### Texte fourni
Papier glaçant
Etre en cavale est une situation que nous ne connaîtrons jamais. Se sentir persécuté est une impression que nous ne connaîtrons jamais. Baisser la tête et le regard, frôler les murs, se tenir constamment aux aguets, avoir la peur au ventre, risquer sa vie. Prévenir ses enfants qu’il est trop dangereux d’aller jouer avec les copains après l’école. Ne sortir de chez soi que pour aller travailler. Etre à la merci de n’importe quelle autorité, et notamment du patron. Depuis que la dernière guerre sur notre sol est finie, aucun citoyen français n’a plus à affronter la menace permanente d’une arrestation puis d’un emprisonnement arbitraire. Mais en France, nombreux sont ceux qui s’en inquiètent à chaque instant. Ils ont commis le seul crime de ne pas avoir de papiers valables pour séjourner dans l’hexagone. Ils sont étrangers, ils ont choisi d’émigrer vers cette terre d’asile pour fuir un pays hostile ou pour vivre ce mince bonheur que la France prospère offre à ses habitants. La France qui promet repos et protection à tous les exilés de l’humanité. La France, représentée par cette équipe de foot de 1998 qui a célébré le métissage de sa population et revendiqué son immigration. Mais la France a changé. Dix ans plus tard, la France de Nicolas Sarkozy a lancé une chasse à l’homme immigré. Sur le thème honni il y a peu de « 3 millions de chômeurs, c’est 3 millions d’immigrés », cette France a décidé de trahir ses traditions séculaires d’hospitalité. En fixant des « quotas », un chiffre lancé en l’air de personnes à expulser hors des frontières, puis un autre de personnes admises après recrutement au titre des ressources humaines étrangères, l’entreprise France s’est modernisée.

Enregistrements d'un jeu de données:

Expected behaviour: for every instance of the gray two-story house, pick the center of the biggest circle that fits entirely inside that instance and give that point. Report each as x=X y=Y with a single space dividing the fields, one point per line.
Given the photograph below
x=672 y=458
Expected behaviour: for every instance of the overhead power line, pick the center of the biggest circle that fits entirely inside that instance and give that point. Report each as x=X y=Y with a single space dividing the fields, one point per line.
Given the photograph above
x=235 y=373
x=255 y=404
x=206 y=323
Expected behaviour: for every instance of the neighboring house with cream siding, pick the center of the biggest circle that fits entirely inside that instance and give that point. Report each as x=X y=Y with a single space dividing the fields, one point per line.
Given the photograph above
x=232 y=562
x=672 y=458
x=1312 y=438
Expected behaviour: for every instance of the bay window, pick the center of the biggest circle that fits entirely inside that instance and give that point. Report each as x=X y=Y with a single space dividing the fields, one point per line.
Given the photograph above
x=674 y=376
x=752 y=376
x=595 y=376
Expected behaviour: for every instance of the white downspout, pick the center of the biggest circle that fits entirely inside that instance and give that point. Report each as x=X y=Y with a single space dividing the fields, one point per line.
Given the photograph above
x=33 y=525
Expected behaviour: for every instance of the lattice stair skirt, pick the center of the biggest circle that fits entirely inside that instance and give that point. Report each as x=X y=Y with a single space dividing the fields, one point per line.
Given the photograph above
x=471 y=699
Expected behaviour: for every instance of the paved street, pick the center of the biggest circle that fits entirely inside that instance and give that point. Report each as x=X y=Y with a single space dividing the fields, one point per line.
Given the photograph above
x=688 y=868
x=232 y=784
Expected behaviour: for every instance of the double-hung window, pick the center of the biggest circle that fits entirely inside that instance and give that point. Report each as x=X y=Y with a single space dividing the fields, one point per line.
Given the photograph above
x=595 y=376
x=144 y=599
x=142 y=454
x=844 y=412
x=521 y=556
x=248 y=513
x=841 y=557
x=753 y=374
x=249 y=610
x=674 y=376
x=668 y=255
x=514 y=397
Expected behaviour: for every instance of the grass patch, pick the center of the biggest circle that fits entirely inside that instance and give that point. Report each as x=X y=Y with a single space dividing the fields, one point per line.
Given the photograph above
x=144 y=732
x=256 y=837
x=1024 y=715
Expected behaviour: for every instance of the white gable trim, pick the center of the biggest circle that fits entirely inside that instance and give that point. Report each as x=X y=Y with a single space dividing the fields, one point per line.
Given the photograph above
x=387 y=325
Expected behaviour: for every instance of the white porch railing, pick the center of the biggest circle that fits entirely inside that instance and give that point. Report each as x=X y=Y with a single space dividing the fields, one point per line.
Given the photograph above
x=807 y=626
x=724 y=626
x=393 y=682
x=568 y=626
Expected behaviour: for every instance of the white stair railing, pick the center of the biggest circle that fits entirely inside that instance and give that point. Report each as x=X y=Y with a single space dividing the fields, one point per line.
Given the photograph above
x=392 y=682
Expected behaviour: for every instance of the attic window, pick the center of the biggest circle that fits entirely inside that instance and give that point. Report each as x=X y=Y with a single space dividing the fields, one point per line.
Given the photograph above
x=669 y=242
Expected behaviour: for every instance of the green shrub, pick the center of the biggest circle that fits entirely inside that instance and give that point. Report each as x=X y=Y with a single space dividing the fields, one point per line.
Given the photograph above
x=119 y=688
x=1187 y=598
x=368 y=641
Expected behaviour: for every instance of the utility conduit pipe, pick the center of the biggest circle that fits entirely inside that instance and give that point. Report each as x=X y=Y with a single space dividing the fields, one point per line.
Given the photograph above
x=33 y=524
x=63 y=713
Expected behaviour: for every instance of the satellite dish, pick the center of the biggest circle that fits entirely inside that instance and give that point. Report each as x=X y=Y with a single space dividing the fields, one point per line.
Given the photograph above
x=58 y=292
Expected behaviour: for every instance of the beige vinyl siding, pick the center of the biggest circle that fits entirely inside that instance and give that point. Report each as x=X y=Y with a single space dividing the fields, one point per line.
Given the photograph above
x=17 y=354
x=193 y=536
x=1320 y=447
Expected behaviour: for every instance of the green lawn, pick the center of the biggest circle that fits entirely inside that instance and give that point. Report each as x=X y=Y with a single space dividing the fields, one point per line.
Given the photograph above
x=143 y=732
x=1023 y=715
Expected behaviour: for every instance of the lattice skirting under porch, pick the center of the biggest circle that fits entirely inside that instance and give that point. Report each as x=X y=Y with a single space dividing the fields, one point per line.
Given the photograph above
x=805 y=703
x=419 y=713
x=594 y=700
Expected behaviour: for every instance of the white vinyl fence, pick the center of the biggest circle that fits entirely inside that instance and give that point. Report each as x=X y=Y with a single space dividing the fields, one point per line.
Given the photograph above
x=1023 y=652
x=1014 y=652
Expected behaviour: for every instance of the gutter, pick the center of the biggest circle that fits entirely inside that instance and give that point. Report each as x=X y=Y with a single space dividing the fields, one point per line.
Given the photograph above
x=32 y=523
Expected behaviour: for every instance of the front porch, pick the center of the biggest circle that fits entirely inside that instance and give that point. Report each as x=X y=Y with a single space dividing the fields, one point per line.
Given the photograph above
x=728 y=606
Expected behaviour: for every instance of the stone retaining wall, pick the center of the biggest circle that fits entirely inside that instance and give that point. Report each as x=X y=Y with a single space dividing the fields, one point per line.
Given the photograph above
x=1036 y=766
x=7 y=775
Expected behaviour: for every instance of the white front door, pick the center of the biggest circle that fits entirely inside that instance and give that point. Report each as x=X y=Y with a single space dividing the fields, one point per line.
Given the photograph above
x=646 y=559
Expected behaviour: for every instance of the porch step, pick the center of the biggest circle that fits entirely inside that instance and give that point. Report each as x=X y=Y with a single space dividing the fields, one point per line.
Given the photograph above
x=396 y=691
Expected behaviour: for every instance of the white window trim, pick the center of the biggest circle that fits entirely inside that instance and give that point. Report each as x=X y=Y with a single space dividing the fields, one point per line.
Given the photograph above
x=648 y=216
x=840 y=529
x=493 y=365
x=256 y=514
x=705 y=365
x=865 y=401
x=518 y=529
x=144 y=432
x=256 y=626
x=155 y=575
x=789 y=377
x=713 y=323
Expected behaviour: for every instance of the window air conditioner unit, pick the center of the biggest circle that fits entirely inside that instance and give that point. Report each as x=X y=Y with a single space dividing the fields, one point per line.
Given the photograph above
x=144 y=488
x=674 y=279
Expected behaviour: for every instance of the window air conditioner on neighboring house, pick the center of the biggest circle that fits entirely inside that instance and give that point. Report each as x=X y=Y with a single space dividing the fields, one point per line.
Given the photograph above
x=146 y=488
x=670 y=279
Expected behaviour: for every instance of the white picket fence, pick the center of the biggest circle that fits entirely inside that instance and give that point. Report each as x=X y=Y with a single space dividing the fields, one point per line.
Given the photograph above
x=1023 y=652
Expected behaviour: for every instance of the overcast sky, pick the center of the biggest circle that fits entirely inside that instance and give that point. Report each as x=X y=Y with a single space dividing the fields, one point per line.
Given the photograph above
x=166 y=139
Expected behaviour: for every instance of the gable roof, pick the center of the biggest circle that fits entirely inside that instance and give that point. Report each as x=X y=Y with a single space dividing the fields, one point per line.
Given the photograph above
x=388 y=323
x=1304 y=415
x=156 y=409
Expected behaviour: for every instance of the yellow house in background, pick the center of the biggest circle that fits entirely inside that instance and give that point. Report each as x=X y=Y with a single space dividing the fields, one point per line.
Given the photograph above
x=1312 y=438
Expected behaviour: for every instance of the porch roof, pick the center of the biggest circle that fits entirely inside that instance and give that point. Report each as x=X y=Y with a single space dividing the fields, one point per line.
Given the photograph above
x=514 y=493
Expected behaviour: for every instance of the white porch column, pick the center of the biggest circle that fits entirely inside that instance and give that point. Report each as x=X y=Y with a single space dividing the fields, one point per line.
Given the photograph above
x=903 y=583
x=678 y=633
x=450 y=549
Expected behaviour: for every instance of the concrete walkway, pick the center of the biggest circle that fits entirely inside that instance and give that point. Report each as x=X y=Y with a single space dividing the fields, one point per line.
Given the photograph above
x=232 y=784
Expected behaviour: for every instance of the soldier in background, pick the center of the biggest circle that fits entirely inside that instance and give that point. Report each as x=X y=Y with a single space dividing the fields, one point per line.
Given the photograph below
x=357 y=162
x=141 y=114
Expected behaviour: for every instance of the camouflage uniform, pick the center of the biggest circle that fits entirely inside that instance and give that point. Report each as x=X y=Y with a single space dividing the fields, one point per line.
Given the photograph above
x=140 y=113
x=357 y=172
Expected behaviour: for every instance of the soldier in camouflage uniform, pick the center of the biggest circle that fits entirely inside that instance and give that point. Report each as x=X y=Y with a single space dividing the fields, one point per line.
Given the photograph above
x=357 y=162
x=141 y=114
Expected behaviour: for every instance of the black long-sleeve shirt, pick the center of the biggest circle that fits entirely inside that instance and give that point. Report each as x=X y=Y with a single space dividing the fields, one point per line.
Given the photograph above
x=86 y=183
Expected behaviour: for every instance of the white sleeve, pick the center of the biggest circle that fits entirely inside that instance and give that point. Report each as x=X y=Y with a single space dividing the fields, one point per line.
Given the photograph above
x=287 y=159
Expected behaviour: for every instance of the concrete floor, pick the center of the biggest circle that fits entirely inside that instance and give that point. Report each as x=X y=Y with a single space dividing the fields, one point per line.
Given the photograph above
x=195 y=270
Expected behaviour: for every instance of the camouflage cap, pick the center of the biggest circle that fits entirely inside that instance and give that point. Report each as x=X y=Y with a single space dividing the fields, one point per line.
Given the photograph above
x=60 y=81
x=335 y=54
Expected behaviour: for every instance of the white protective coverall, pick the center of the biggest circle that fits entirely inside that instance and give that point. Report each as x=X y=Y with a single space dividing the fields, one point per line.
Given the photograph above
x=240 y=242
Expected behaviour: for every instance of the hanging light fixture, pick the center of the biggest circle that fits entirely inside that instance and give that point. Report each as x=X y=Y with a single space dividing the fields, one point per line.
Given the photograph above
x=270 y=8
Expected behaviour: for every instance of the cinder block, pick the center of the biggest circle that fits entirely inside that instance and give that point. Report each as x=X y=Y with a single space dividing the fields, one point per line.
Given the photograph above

### Votre consigne
Reprenez le texte sur les étrangers sans papiers en France et poursuivez-le à partir de sa dernière phrase.

### Résultat de l'exercice
Le 10 octobre 2007, cinq mois après une élection présidentielle qui vit ressurgir les propensions xénophobes de la population française fut inaugurée clandestinement la Cité nationale de l’histoire de l’immigration. Nul président ou Premier ministre à l’horizon pour célébrer l’honorable existence de ce lieu. L’entrée au gouvernement du ministère de l’immigration et de l’identité nationale avait provoqué l’ire et la démission collective des historiens à l’origine du projet. Ils symbolisaient alors le non sens historique et humain d’un pays en train de se barricader. S’il devait exister un ministère de l’identité nationale, il serait chargé d’accueillir les arrivants à bras ouverts. Samedi dernier, un collectif d’associations et de citoyens a manifesté son horreur de voir s’instituer une « xénophobie d’Etat ». Un Etat en passe d’adopter en mai, avec ses complices européens, une directive qui permettrait aux autorités d’enfermer les sans-papiers pendant dix-huit mois au lieu des déjà trop longs 32 jours. Ces véritables résistants se mobilisent partout pour sauvegarder le peu de dignité qu’il nous reste en criant « Nous sommes tous des enfants d’immigrés ». Ils sont aujourd’hui poursuivis et condamnés par notre justice pour des délits de solidarité. Dans son article 2, la Déclaration des droits de l’homme et du citoyen de 1789, partie intégrante de la Constitution française, érige au rang des droits fondamentaux la liberté, la sûreté et la résistance à l’oppression. Cité en dernier, ce n’est pas le moindre.